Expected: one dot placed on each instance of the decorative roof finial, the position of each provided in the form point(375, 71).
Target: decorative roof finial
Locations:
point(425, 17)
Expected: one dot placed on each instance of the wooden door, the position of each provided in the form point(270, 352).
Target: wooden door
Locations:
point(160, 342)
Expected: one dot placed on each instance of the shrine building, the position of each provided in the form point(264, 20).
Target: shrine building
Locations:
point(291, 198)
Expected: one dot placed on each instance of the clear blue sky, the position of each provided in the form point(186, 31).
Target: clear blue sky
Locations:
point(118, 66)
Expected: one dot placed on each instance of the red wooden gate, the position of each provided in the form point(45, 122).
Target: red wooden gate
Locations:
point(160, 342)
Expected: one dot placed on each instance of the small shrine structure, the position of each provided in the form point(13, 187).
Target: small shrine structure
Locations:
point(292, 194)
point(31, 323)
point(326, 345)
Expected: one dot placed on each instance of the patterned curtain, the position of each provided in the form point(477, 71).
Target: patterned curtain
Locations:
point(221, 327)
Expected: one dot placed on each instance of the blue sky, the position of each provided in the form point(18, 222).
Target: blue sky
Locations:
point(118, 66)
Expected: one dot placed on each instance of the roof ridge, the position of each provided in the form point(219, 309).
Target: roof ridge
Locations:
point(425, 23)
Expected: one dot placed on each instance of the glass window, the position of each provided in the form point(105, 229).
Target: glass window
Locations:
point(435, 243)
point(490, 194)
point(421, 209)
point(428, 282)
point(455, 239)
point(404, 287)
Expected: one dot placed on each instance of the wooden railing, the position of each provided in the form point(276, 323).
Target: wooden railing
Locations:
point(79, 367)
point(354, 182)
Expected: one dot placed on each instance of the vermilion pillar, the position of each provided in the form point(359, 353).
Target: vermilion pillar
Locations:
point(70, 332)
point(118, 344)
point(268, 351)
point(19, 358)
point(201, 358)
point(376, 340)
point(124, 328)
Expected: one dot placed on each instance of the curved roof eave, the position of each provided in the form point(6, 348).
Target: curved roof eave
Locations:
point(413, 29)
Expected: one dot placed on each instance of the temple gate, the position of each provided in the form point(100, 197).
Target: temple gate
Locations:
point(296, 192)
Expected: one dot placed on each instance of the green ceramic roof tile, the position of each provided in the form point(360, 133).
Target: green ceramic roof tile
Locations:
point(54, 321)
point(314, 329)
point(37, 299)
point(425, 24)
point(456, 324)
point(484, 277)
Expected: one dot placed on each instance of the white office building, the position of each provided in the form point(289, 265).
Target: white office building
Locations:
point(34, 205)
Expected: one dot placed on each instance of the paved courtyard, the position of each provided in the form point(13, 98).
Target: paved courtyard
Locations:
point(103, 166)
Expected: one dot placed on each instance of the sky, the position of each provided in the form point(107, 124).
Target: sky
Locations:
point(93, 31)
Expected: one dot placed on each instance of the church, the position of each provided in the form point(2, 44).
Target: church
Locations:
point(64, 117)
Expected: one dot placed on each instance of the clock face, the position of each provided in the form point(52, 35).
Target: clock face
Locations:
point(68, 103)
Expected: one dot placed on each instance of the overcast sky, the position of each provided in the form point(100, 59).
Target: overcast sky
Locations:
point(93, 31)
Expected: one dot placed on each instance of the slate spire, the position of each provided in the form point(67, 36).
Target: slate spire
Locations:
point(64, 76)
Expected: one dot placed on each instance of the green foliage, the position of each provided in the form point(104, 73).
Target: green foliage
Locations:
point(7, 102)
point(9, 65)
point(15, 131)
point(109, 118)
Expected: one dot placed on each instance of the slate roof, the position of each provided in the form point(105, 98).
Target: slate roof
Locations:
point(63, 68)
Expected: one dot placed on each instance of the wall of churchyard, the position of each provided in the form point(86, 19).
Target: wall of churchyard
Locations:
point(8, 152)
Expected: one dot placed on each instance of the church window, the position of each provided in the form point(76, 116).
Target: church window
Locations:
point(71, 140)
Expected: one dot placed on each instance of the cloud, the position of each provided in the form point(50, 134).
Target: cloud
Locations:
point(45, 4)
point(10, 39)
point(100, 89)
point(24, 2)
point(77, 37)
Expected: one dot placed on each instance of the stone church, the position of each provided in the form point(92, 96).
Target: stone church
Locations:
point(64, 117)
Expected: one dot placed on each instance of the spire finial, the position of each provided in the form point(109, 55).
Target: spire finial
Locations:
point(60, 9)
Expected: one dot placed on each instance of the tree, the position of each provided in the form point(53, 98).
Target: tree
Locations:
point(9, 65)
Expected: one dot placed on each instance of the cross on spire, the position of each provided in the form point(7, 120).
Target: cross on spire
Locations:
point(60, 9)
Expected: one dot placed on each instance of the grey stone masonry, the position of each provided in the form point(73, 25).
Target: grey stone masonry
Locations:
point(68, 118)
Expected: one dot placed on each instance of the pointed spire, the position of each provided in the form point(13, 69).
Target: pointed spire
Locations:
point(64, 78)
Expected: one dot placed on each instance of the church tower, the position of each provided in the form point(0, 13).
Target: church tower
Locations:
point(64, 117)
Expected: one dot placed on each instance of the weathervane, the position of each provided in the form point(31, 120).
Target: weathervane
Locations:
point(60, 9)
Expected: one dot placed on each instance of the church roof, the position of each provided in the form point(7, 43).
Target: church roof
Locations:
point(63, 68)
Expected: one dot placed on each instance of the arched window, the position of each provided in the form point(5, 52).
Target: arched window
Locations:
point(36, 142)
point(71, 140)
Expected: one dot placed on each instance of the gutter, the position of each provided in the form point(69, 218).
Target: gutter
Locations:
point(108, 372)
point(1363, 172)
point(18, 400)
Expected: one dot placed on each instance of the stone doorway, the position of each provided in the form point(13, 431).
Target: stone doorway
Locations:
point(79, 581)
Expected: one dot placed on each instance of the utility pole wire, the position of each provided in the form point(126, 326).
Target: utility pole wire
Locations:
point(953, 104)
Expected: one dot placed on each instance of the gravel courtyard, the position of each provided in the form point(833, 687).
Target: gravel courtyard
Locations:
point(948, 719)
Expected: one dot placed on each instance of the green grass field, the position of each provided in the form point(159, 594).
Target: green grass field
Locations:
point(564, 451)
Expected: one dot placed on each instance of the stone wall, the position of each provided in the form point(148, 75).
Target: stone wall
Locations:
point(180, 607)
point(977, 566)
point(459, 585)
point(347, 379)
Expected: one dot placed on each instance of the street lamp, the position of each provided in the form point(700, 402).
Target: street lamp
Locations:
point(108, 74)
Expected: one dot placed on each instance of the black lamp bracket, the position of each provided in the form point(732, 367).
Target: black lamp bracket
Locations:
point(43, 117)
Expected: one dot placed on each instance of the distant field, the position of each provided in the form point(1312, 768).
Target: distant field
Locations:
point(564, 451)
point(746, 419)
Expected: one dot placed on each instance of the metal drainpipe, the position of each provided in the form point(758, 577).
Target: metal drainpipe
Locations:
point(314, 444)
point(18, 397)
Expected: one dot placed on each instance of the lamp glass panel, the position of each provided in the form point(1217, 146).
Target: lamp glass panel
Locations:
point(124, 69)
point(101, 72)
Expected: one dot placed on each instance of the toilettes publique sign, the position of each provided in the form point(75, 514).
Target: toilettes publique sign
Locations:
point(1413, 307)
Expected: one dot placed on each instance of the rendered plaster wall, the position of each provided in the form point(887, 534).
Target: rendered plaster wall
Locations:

— Problem details —
Can you lay out the data between the line holding "form point(0, 13)." and the line holding "point(108, 74)", inclusive, as a two-column CSV with the headers input and output? Give one row for each text and its answer, each in a single quoted field, with line breaks replaced by spaces.

— Worked solution —
input,output
"Expected: one dot placed on each instance of the church tower, the position of each provided in the form point(0, 13). Target: church tower Locations:","point(64, 117)"
"Expected: one dot placed on each instance of the weathervane, the position of each provided in the form point(31, 120). Target: weathervane Locations:","point(60, 9)"
"Expected: one dot placed on each instance of the church roof, the position of each provided in the form point(7, 43). Target: church roof Locations:","point(63, 68)"
"Expected: one dot placed on each instance of the arched window, the position of each provided in the form point(5, 52). Target: arched window Locations:","point(36, 142) point(71, 140)"
"Expected: one dot placed on each instance of the gutter, the position of each provided in the form point(69, 218). Target: gutter Locations:","point(108, 372) point(1363, 172) point(18, 400)"
"Expected: one dot placed on each instance of the stone doorway, the position of each provided in the form point(13, 431). Target: stone doorway Locations:","point(79, 581)"
"Expected: one dot placed on each instance of the utility pole wire, the position of each provided in the form point(126, 326). Target: utility pole wire Locations:","point(953, 104)"
"Expected: one dot placed on each instance of the gravel courtyard, the position of each provided in the form point(833, 687). Target: gravel courtyard Locations:","point(948, 719)"
"Expected: one dot placed on each instance of the green grass field, the position of each provided in the form point(159, 594). Target: green grass field Locations:","point(564, 451)"
"Expected: one dot placed on each instance of the stone wall, the position of each provided in the form point(148, 75). Target: stone wall Locations:","point(180, 607) point(977, 566) point(459, 585) point(347, 379)"
"Expected: one dot placed on each instance of the street lamp, the position of each provided in the form point(700, 402). Target: street lamp Locations:","point(108, 74)"